• What you should do:
Transcribe all of the records word for word, but omit the pictures.

• Stored rows:
┄┄┄┄┄┄┄┄┄┄┄┄┄┄┄┄┄┄┄┄

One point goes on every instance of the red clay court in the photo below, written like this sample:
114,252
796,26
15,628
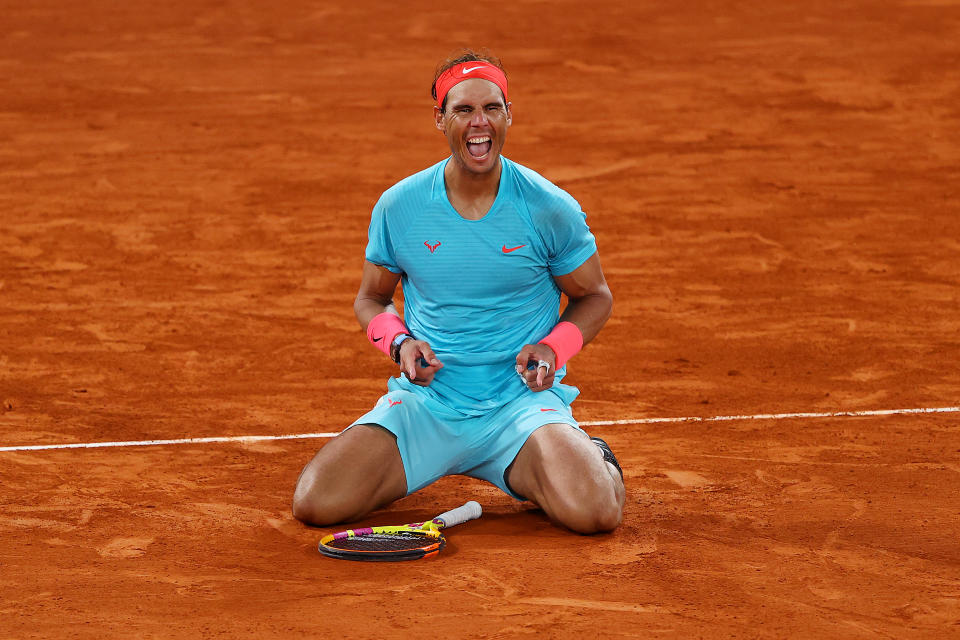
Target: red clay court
184,192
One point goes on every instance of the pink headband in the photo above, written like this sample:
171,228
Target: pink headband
466,70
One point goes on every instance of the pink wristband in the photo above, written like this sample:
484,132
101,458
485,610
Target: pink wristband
565,340
383,329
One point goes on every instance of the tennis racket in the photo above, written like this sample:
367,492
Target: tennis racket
392,544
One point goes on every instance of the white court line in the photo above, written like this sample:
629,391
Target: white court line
595,423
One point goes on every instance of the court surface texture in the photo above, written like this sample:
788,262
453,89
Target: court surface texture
184,192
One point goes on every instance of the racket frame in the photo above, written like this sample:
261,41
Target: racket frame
430,530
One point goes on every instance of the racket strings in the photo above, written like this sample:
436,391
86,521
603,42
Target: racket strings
394,541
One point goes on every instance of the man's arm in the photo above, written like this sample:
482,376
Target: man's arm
589,305
590,300
377,286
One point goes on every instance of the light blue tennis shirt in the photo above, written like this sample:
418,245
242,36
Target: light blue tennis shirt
478,290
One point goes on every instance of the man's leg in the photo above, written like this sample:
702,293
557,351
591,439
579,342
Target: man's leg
355,473
561,470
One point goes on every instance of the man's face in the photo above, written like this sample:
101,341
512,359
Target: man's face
475,123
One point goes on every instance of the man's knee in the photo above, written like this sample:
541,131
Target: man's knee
319,508
595,511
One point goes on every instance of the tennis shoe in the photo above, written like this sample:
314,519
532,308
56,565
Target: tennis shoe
607,454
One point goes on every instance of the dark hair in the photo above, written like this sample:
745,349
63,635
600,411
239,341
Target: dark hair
458,57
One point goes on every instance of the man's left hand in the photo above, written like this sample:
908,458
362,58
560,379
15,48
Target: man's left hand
536,364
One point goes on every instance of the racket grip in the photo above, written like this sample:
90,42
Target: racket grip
461,514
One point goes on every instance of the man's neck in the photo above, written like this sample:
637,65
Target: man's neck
472,194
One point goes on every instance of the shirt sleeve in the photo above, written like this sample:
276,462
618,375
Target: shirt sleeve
379,245
568,239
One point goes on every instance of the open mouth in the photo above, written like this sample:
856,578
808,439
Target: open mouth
479,146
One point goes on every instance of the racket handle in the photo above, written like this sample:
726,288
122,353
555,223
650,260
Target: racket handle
461,514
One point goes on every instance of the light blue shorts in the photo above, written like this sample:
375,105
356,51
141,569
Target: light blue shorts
436,441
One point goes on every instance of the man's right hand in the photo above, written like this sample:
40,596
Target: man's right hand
418,362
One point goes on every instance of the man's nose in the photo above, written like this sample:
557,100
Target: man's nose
479,118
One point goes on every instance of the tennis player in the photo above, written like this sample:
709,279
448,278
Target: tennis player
484,248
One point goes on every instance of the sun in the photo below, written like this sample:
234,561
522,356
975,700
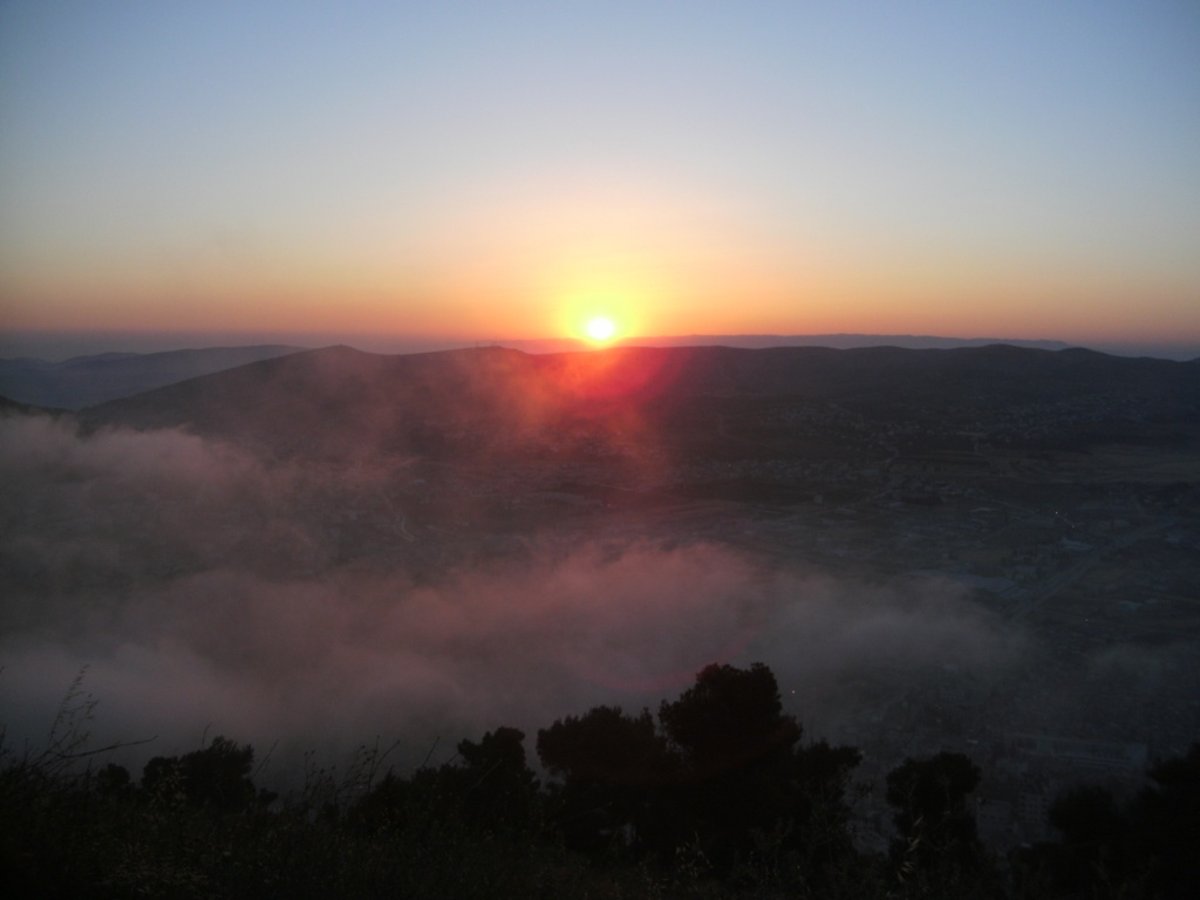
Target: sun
600,329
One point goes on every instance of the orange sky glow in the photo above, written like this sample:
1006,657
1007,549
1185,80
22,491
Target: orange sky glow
1014,173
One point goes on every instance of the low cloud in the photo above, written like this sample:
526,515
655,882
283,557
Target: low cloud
202,589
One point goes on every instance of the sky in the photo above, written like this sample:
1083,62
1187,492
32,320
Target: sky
489,171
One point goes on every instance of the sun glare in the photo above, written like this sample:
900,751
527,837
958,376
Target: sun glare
600,329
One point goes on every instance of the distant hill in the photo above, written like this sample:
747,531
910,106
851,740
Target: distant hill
491,402
755,342
88,381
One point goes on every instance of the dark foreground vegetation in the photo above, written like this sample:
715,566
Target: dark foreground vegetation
717,796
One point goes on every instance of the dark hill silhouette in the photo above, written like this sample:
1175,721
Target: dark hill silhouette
88,381
493,401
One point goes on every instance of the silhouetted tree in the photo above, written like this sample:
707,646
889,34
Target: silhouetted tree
936,827
216,777
616,771
497,790
736,744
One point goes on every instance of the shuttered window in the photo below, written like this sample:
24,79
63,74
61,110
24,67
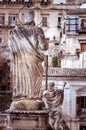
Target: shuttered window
81,105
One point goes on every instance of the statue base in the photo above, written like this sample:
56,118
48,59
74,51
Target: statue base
28,120
25,104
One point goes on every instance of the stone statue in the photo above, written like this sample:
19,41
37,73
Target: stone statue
27,43
53,99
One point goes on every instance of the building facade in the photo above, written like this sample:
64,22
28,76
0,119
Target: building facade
64,25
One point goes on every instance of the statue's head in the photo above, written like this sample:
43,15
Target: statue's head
51,86
29,16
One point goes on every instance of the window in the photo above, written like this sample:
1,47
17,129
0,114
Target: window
59,22
13,0
81,105
1,20
83,46
70,1
12,20
44,21
72,25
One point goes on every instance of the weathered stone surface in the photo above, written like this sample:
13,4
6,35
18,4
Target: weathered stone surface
28,120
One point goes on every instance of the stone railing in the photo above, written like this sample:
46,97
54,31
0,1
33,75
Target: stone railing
65,72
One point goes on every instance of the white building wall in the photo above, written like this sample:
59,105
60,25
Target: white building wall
59,1
83,59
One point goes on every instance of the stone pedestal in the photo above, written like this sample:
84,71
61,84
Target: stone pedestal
28,120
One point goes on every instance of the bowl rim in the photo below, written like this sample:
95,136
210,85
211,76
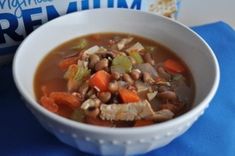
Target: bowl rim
118,131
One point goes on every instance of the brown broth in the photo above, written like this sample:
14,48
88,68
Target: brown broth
49,74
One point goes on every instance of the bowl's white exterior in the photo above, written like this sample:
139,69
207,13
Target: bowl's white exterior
109,141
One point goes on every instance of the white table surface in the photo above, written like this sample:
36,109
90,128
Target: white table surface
197,12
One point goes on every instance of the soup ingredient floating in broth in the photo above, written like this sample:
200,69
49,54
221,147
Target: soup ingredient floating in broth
114,80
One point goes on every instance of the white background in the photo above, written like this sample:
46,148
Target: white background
197,12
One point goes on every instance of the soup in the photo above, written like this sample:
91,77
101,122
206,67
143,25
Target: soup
114,80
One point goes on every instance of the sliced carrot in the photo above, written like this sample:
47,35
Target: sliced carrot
170,107
65,99
65,63
160,79
49,104
128,96
44,90
174,66
139,123
65,111
100,80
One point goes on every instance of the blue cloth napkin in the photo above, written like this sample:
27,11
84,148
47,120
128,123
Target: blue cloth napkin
213,134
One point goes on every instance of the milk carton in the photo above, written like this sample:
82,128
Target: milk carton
18,18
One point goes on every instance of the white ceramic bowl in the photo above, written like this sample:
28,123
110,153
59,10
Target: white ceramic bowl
120,141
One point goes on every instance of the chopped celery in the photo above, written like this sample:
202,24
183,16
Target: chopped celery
122,62
150,48
70,73
135,55
77,72
83,43
78,115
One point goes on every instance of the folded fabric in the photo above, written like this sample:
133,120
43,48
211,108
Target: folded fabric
212,134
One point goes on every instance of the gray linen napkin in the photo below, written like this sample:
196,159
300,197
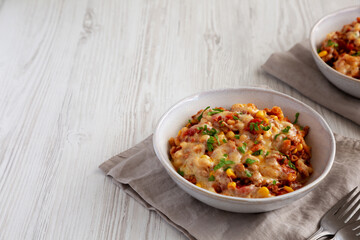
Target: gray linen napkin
140,174
297,68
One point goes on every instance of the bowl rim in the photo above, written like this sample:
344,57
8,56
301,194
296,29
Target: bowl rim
171,171
313,47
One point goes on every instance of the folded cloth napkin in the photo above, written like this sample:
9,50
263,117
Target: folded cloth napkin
297,68
140,174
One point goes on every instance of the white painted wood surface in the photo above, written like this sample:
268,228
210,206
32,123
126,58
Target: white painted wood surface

┄┄┄┄┄┄┄┄┄┄┄┄┄┄┄┄┄┄┄┄

• Response to the task:
One point goes on every instance of the red clay court in the photo below, written like this sample:
114,252
796,26
15,628
Target: red clay court
184,192
One point goes on every instance of the pink headband in the photo above, written like this sample:
171,228
Target: pink headband
466,70
One point goes on every instance of the pink wristband in the photo above, written like this sample:
484,132
101,458
485,610
Target: pink wristband
565,340
383,329
One point goes on every instance of the tennis racket in the photo above, written like this sample:
367,492
Target: tennis racket
392,544
One point goes on every instance of the white court line in the photo above, written like this sample:
629,391
Target: white court line
595,423
One point goes on every instance of the court surface texture in the photo above, written like this sample:
788,262
453,89
Target: court surface texture
184,192
One point goes on every instance of the racket frame in the photo above, written like this sample:
261,41
Target: racket frame
430,530
One point goes on every instance of the racket strings in the photo above, written like this sample:
436,391
86,521
603,42
Target: racket strings
394,541
One point goes on every instance of the man's arm in the photo above, written like this sample:
482,376
Target: man's arm
589,305
590,300
377,286
One point goes on every instance of the light blue tennis shirt in the photo above, written like this sample:
418,245
242,36
Target: light blue tennis shirt
478,290
One point goes on every instance of the man's leg in the photo above, written like this sample:
702,293
557,351
591,439
579,342
Target: man's leg
355,473
561,470
One point goes on every instance of the man's face in the photo above, written like this sample:
101,341
512,359
Target: man's face
475,123
One point goes on every instance of the man's knee in the photo above, written like this sample:
541,131
Target: man's knee
319,508
595,511
One point goes on every instance of the tennis shoe in the photo above, written like this sample:
314,519
532,308
56,565
Target: tennis shoe
607,454
One point goes on every instance of the dark hair in the photo above, written like this sample:
745,349
63,635
600,411
239,341
Target: dark hair
458,57
One point goes on every instance of the man's left hand in the photo above, written like this sample:
908,458
362,58
560,379
15,48
Target: man's left hand
536,364
One point goes on every instance of the racket grip in the photo above, written like this sample:
90,42
Target: racket grip
461,514
One point goes on every instance of the man's neck in the photo above, written like this sample:
637,65
Target: man's neck
472,194
One point goes on every instance of the shirt sleeve in the photo above, written like this sample:
276,462
618,375
Target: shirt sleeve
379,245
568,239
One point goes on every instance of the open mouth in the photo above, written like this sample:
856,578
808,439
Target: open mouth
479,146
One point goes on every instance of the racket handle in the photo above, written like this sample:
726,288
122,353
555,223
650,260
Target: racket handle
461,514
One point goes on every instance of the light blue shorts in the photo above, written like this sample:
375,105
356,51
141,569
Target: light blue shorts
436,441
One point goes on every instance of the man's right hand in the photo above, written like this sample:
40,596
Target: man's right hand
418,362
One point goes on every instance of the man's nose in the photo above, written like this sample:
557,100
Target: man's nose
479,118
One point goes on every instance of the tennis player in the photo above, written like this sample:
709,279
448,278
Target: tennis player
484,248
One point goes on every instance of the sun in the photo below, written like this sample:
234,561
522,356
975,700
Target: sun
600,329
One point goes on every instance of the orange sky glow in the photo above, written like this sample:
1006,657
1007,549
1185,80
22,491
Target: orange sky glow
1014,173
One point goes on every instance of the low cloud in the photo above, written like this sample:
526,515
655,882
283,557
Target: low cloud
202,589
One point goes on every instance of the sky in the photo above, written like this sample:
1083,62
1187,492
32,320
Target: sky
489,171
One point goes on every instance of the sun glare in the photo above, written like this sample:
900,751
527,837
958,376
Target: sun glare
600,329
One point goes on every instance of the distant hill in the photo above, written like this sample:
747,531
910,106
851,740
Target: distant hill
491,402
755,342
88,381
One point goes on every instance of the dark foreground vegetation in the photo above, written like this sample:
715,566
Target: dark foreground vegetation
717,796
One point goes on every instance of the dark hill silhouette in the photo above, written like this sample:
1175,721
Target: dark hill silhouette
88,381
493,401
One point goes on every instance of the silhouetted tree in the photo above, written like this sample:
707,646
889,34
Target: silhouetted tree
936,827
216,777
616,771
497,790
736,744
One point goes on every instance of the shuttered window in the photo below, written like this sample:
24,79
63,74
61,110
24,67
Target: shuttered window
81,105
One point goes on every instance of the statue base in the photo above, written like this sample:
56,118
48,59
74,51
Target: statue base
28,120
25,104
One point goes on every instance of the stone statue in the photo above, written like this sample:
19,41
37,73
Target: stone statue
27,43
53,99
One point goes on every instance of the building facade in the photo above, written like this sample:
64,22
28,76
0,119
Target: building facade
64,25
One point goes on every instance of the statue's head in the photo above, written like this sample:
43,15
Target: statue's head
51,86
29,16
One point goes on every instance of the window in the photo above, written like this sample:
1,47
17,129
0,114
Target: window
59,22
13,0
81,105
1,20
83,46
70,1
12,20
44,21
72,25
One point goes on every instance of the weathered stone surface in the photo above, written like this sample:
13,4
6,35
18,4
Target: weathered stone surface
28,120
One point goes on every instance of the stone railing in the photo above, written like this sample:
46,97
54,31
0,1
33,75
Target: stone railing
65,72
One point goes on every instance of the white building wall in the photo above, written like this sample:
59,105
60,25
Target: white building wall
59,1
83,59
One point goes on every instance of the stone pedestal in the photo above, written like this sample:
84,71
61,84
Target: stone pedestal
28,120
One point goes on every instance of the bowl rim in the photo below, written like this sample:
95,136
210,85
211,76
Target: bowl rim
118,131
One point goes on every instance of the brown broth in the photo above, written like this sample:
14,48
88,68
Target: brown broth
49,74
One point goes on every instance of the bowl's white exterior in the photo above, written like this sample:
139,69
207,13
Target: bowl's white exterior
109,141
One point goes on every instance of the white table surface in the photo above, written like this sample:
36,109
90,128
Target: white table surface
197,12
One point goes on every instance of the soup ingredient floating in broth in the photo above, written like this sample:
200,69
49,54
221,147
Target: soup ingredient floating in broth
114,80
One point goes on every instance of the white background in the photo above, written like this sample:
46,148
Target: white background
197,12
One point goes on every instance of the soup in the photo above, written like this sample:
91,77
101,122
206,67
143,25
Target: soup
114,80
One point goes on every instance of the sliced carrot in the photo above, written like this sample:
47,35
Target: sliced carrot
170,107
65,99
65,63
160,79
49,104
128,96
44,90
174,66
139,123
65,111
100,80
One point goes on every instance of the blue cloth napkin in the photo above, written like this sample:
27,11
84,148
47,120
128,123
Target: blue cloth napkin
213,134
One point goes on every instance of the milk carton in the photo above, written like this sample:
82,128
Target: milk carton
18,18
One point goes on every instance of the white ceramic bowl in the photo above, written like this sample:
28,123
110,153
59,10
Target: white ceramic bowl
120,141
One point goes on every instance of the chopped celery in the photo above, written like this sample:
202,24
183,16
Target: chopped celery
122,62
150,48
70,73
135,55
77,72
83,43
78,115
One point goes on every instance of the folded fabric in the photo above, written like this sample:
133,120
43,48
211,108
Target: folded fabric
212,134
One point goes on every instance of the gray linen napkin in the photo below, written like this sample:
196,159
300,197
Target: gray linen napkin
140,174
297,68
One point goes on every instance of the bowl rim in the photo above, written like this sample:
344,57
8,56
301,194
296,29
Target: bowl rim
171,171
313,47
One point goes on every instance of the folded cloth napkin in the photo above, written like this sample:
9,50
263,117
Target: folded cloth napkin
297,68
140,174
One point goes on every instance of the white painted wood surface in the photo above, written like this sample:
268,228
210,206
32,123
126,58
Target: white painted wood surface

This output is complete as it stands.